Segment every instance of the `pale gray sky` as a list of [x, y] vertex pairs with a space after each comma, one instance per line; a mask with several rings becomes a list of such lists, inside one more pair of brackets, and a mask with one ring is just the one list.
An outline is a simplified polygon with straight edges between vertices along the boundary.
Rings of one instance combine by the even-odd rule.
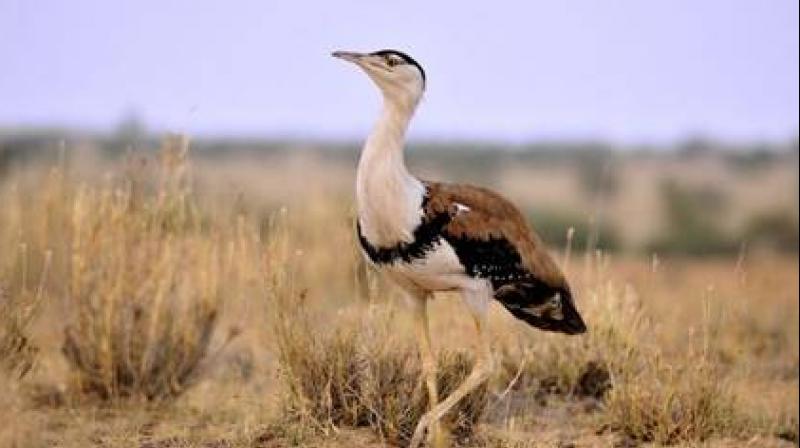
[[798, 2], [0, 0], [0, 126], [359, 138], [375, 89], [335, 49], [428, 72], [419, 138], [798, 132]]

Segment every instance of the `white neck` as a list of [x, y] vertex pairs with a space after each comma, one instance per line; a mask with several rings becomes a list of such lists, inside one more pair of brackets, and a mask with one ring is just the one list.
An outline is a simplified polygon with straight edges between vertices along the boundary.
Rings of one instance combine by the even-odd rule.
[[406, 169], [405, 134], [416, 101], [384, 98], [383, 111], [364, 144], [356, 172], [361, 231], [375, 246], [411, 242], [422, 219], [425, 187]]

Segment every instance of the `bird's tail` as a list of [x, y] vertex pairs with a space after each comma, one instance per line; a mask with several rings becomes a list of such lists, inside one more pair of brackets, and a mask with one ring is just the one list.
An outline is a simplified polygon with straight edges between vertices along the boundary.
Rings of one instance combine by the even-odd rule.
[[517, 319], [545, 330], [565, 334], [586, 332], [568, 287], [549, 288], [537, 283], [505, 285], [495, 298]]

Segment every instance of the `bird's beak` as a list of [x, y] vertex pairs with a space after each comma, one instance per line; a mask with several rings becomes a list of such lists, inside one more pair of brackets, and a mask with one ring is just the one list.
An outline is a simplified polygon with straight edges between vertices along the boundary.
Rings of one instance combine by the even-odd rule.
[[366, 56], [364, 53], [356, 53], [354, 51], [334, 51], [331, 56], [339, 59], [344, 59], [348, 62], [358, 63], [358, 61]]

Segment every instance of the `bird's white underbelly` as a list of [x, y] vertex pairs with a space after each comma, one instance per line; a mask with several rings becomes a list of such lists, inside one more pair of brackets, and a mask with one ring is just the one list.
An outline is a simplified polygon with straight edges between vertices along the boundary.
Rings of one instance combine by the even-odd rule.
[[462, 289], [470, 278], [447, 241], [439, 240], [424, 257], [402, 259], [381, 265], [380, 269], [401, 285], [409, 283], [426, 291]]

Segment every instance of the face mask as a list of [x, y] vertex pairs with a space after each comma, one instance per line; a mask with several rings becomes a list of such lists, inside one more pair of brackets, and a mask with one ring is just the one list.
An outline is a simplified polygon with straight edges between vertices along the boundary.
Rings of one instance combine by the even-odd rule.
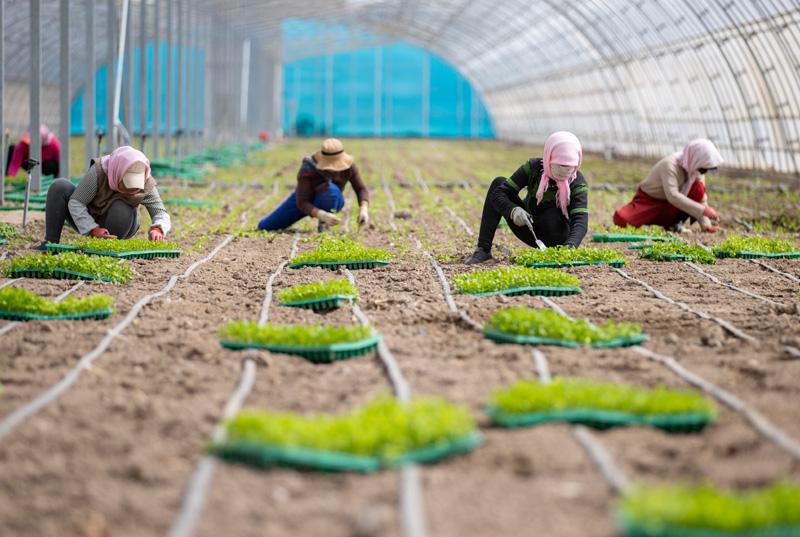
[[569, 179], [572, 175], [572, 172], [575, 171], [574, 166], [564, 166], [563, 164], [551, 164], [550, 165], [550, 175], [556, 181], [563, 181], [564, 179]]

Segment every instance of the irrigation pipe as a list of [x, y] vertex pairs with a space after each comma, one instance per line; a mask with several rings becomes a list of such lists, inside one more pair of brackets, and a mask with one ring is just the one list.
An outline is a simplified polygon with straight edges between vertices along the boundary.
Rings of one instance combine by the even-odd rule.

--------------------------------

EXERCISE ▸ Count how many lines in the entries above contain the string "tail", treating capital and lowercase letters as different, and reply with the number alone.

OUTPUT OF THE TASK ▸ 1